··· Dataset entries

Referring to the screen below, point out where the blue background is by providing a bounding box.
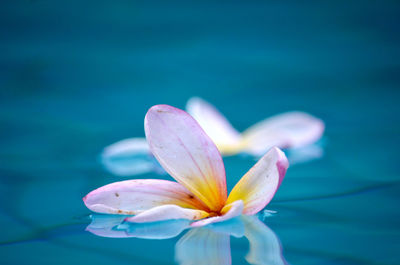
[0,0,400,264]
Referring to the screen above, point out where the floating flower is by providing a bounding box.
[83,105,288,226]
[101,97,324,176]
[186,97,325,156]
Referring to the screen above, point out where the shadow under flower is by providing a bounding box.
[86,214,287,265]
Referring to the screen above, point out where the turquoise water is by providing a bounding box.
[0,0,400,264]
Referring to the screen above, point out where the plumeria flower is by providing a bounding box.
[186,97,325,157]
[83,105,288,226]
[101,97,324,176]
[86,214,287,265]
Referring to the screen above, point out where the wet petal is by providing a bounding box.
[125,205,209,223]
[118,219,190,239]
[241,215,287,265]
[175,228,232,265]
[86,214,190,239]
[101,138,165,176]
[207,217,244,238]
[145,105,226,211]
[86,214,127,238]
[243,111,325,155]
[190,200,243,227]
[227,147,289,215]
[186,97,241,153]
[83,179,206,215]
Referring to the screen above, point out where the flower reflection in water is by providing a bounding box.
[86,214,287,265]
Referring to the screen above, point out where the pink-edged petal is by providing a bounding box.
[186,97,241,154]
[190,200,243,227]
[145,105,227,211]
[227,147,289,215]
[125,205,209,223]
[175,228,232,265]
[83,179,207,215]
[241,215,287,265]
[243,111,325,155]
[101,138,165,176]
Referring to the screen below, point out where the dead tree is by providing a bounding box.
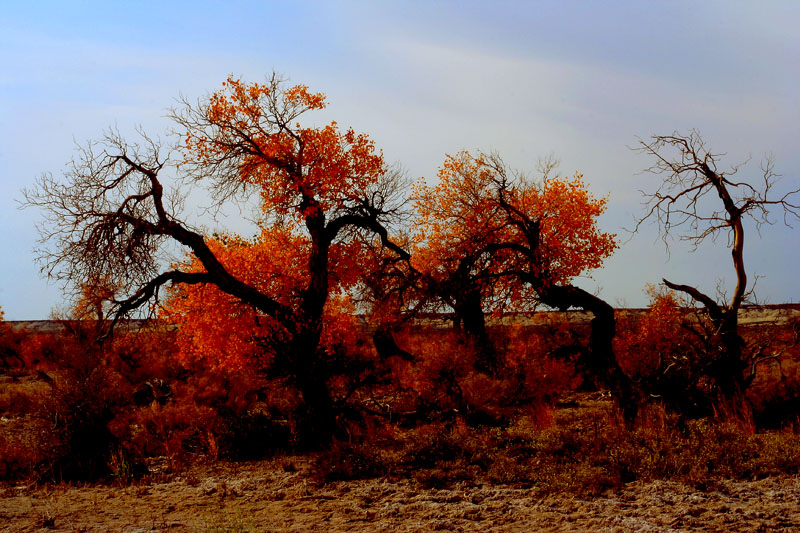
[634,130,800,408]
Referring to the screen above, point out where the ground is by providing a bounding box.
[0,457,800,533]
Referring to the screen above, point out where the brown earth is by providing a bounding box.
[0,457,800,533]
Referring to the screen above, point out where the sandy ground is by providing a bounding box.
[0,458,800,533]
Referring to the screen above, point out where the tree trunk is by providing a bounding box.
[537,285,639,424]
[455,290,500,373]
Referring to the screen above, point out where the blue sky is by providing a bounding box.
[0,1,800,320]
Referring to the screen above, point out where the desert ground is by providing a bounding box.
[0,457,800,533]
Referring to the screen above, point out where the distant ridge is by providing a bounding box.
[5,303,800,333]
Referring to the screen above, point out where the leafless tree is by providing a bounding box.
[634,130,800,408]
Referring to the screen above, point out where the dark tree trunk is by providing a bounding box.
[455,290,500,373]
[537,285,639,424]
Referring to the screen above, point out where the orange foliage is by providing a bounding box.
[614,285,694,379]
[161,226,368,369]
[185,77,385,219]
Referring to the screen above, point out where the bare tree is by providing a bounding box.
[634,130,800,404]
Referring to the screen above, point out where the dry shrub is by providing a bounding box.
[394,326,581,426]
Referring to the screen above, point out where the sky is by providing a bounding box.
[0,0,800,320]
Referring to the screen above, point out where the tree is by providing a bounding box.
[412,152,635,418]
[411,152,531,371]
[486,155,638,422]
[25,75,407,444]
[634,130,800,407]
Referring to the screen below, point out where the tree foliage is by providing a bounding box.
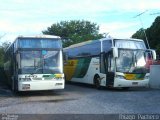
[132,16,160,53]
[42,20,102,47]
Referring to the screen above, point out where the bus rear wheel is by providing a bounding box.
[94,75,101,89]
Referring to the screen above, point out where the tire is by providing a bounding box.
[94,75,101,89]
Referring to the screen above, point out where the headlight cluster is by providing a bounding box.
[19,78,31,81]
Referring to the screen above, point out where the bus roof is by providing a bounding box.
[17,35,60,39]
[64,37,143,50]
[4,35,61,52]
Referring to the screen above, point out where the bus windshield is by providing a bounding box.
[115,39,146,50]
[19,38,62,49]
[116,49,149,73]
[20,50,61,74]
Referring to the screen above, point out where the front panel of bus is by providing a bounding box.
[17,39,64,91]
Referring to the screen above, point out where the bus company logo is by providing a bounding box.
[25,75,37,78]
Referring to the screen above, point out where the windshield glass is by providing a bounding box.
[20,50,62,74]
[115,39,146,49]
[116,49,149,73]
[19,38,62,49]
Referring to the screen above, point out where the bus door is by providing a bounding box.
[105,51,115,87]
[100,51,114,87]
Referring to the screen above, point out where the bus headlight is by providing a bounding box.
[19,78,31,82]
[116,75,125,79]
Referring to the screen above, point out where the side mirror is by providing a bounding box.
[150,49,157,60]
[63,53,68,64]
[113,47,118,58]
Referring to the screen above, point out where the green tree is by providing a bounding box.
[42,20,103,47]
[132,16,160,53]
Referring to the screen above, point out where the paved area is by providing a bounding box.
[0,84,160,114]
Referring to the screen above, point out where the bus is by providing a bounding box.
[63,37,156,89]
[4,35,64,92]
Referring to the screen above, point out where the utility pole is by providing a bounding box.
[133,10,150,49]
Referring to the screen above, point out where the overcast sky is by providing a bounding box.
[0,0,160,42]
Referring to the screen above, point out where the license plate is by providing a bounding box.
[132,82,138,85]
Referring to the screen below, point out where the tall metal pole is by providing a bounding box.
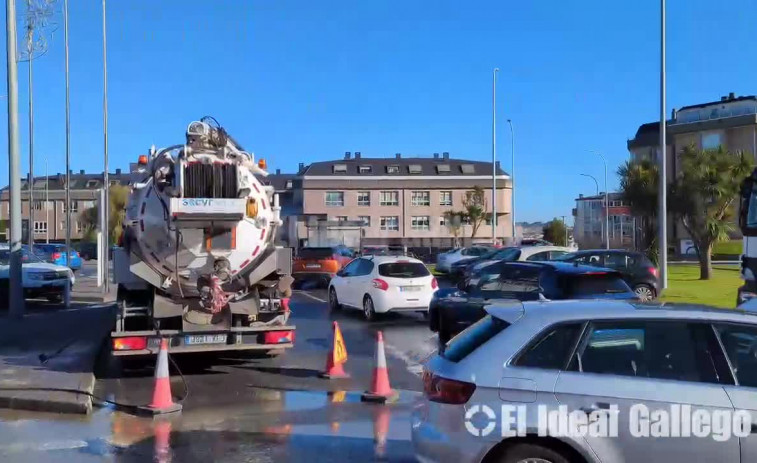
[102,0,110,293]
[27,51,35,252]
[507,119,515,244]
[597,153,610,249]
[492,68,499,244]
[5,0,24,318]
[63,0,71,267]
[578,174,599,196]
[657,0,668,289]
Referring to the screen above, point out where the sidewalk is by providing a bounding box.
[0,305,115,414]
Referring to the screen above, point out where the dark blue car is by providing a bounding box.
[428,262,638,343]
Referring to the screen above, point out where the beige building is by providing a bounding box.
[280,153,512,247]
[0,169,129,242]
[628,93,757,251]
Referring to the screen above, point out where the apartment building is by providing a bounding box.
[0,169,130,242]
[628,93,757,249]
[288,152,512,247]
[573,193,635,249]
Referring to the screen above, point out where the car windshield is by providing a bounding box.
[379,262,430,278]
[563,272,633,297]
[300,248,334,259]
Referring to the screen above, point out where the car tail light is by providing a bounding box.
[373,278,389,291]
[423,371,476,405]
[113,336,147,350]
[263,330,294,344]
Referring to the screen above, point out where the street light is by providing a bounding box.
[492,68,499,244]
[596,153,610,249]
[507,119,515,244]
[578,174,599,196]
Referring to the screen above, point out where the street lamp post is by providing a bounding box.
[657,0,668,289]
[507,119,515,244]
[578,174,599,196]
[597,153,610,249]
[492,68,499,244]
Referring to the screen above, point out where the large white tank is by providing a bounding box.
[124,118,281,299]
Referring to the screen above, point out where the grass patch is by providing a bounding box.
[662,265,742,308]
[712,240,743,256]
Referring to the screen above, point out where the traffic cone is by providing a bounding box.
[361,331,399,403]
[318,322,350,379]
[139,338,181,415]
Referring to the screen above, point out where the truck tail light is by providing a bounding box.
[423,371,476,405]
[263,330,294,344]
[372,278,389,291]
[113,336,147,350]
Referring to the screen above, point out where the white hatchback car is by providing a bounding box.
[329,256,438,321]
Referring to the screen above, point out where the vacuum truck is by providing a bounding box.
[111,117,295,356]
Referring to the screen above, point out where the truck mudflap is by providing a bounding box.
[111,325,296,357]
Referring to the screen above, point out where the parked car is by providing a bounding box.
[292,245,355,283]
[411,300,757,463]
[34,243,82,272]
[0,246,76,307]
[557,249,660,301]
[428,262,637,344]
[436,246,494,273]
[453,245,571,279]
[329,256,438,321]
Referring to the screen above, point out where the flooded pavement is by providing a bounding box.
[0,389,418,463]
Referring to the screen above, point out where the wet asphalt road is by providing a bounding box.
[0,289,436,463]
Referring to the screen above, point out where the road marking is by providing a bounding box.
[294,289,328,302]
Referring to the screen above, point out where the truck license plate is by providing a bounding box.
[184,334,226,345]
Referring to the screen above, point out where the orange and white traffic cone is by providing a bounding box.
[139,338,181,415]
[319,322,350,379]
[361,331,399,403]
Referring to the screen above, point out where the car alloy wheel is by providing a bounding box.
[633,285,654,302]
[363,296,376,322]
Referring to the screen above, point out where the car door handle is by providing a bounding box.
[579,402,610,415]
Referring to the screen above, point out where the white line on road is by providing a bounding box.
[293,289,328,302]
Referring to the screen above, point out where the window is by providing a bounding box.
[357,191,371,206]
[381,215,400,231]
[410,191,431,206]
[702,132,723,150]
[439,191,452,206]
[326,191,344,206]
[410,215,431,230]
[379,191,400,206]
[379,262,430,278]
[715,324,757,387]
[63,201,79,214]
[514,323,582,370]
[440,315,510,362]
[568,321,727,383]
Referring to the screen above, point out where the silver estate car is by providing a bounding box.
[412,301,757,463]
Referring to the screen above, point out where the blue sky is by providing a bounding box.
[0,0,757,221]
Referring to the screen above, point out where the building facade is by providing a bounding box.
[573,193,637,249]
[0,169,130,242]
[268,153,512,247]
[628,93,757,249]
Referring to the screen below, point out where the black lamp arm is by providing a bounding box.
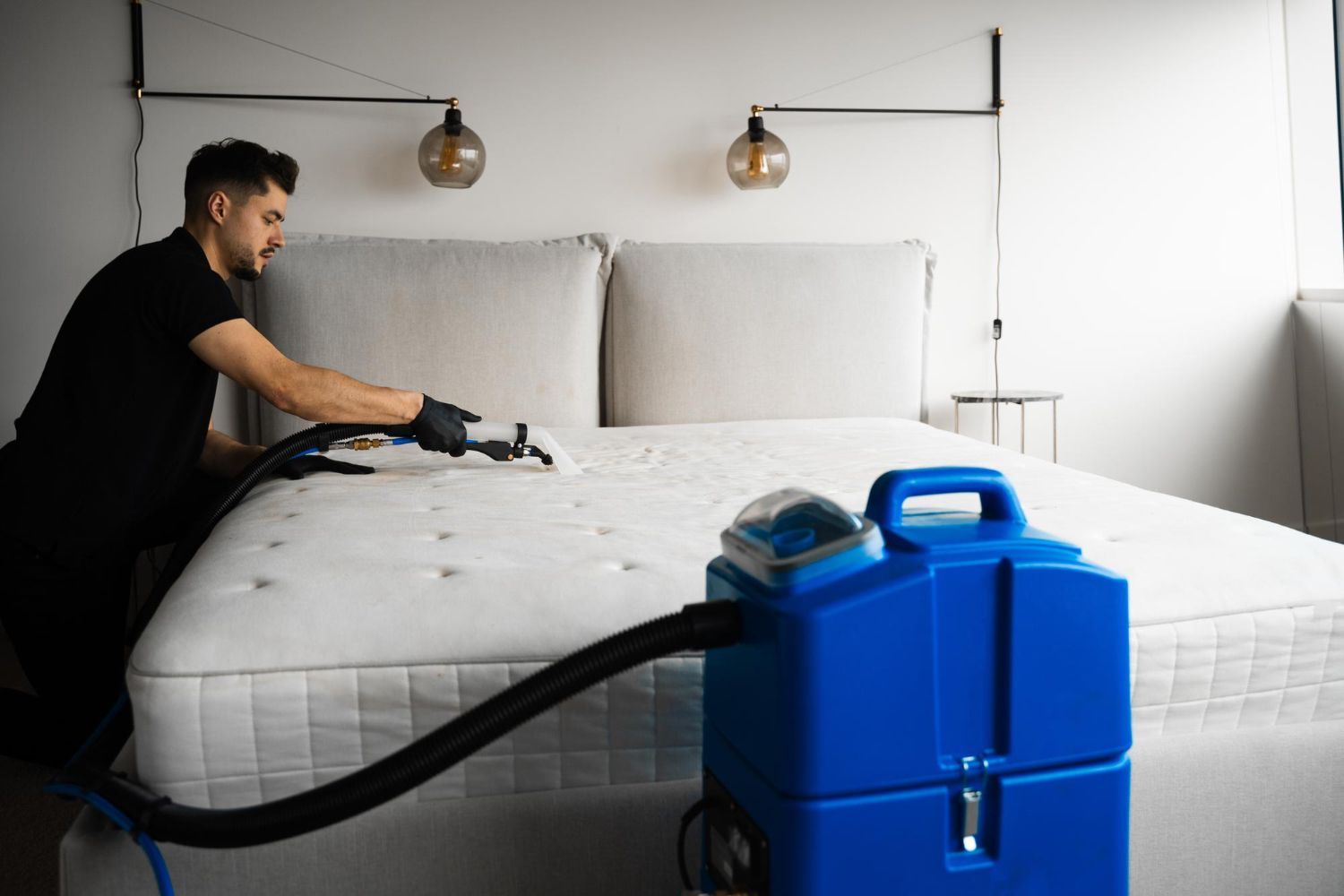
[754,28,1004,116]
[131,0,448,105]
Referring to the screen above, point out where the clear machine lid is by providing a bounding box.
[728,489,863,560]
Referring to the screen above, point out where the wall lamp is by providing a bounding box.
[728,28,1004,189]
[131,0,486,189]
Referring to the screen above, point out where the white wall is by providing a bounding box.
[0,0,1338,527]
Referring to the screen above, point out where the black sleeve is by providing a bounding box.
[148,270,242,345]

······

§ **Task details**: Copy the stretch of the listing from the line containing "Referring to the screen above, point out where the white wall" through the end of the listing, with no changes.

§ **Result below**:
Referring to the screen above, point out where the white wall is by providing a bounding box.
[0,0,1338,527]
Referring to the screen above, point out where the black sleeve is by providing a bounding box.
[148,270,242,345]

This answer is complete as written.